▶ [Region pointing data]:
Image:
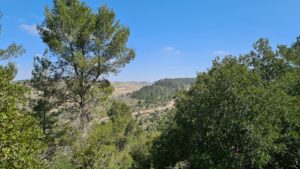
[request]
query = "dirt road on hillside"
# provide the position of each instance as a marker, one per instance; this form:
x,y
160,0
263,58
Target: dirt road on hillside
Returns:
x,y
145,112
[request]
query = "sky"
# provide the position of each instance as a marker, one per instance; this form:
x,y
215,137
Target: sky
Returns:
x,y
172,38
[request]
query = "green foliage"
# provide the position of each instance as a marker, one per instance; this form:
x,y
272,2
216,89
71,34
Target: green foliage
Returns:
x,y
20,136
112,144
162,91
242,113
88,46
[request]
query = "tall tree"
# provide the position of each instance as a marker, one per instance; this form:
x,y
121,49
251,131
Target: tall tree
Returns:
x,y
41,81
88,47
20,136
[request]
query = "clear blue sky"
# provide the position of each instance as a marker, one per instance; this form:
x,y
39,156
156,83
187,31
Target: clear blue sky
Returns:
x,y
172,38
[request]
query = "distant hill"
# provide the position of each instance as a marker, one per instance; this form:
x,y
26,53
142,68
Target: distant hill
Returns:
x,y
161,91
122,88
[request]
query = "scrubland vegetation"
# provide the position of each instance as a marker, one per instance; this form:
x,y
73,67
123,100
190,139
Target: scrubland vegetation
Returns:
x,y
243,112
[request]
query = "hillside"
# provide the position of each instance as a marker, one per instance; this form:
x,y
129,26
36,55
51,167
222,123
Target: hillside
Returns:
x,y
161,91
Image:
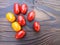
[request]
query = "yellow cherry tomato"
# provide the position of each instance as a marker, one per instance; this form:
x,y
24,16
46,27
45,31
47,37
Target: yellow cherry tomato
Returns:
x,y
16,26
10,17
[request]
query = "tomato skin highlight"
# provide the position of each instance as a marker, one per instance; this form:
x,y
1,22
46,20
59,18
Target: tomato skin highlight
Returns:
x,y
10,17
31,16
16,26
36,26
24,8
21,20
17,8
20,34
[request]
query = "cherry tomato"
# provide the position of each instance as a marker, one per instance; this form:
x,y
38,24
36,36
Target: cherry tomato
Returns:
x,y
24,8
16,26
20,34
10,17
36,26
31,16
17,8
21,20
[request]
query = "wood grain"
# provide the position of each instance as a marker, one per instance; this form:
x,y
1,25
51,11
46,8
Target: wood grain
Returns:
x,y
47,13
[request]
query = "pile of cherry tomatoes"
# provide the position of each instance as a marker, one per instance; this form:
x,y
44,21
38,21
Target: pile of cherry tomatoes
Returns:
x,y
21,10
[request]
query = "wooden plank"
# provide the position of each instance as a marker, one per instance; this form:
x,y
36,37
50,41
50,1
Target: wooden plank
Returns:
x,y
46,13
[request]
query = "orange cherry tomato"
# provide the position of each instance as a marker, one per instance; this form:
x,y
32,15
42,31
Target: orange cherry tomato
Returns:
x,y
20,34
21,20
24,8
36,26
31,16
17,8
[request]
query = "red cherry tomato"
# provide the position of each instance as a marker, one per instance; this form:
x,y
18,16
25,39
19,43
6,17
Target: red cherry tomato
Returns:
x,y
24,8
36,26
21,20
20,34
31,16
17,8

▶ [Task to carry out]: Show the lines of the records above that mention "hillside".

▶ [Output]:
query = "dirt road on hillside"
Target: dirt road on hillside
query = "hillside"
Target: hillside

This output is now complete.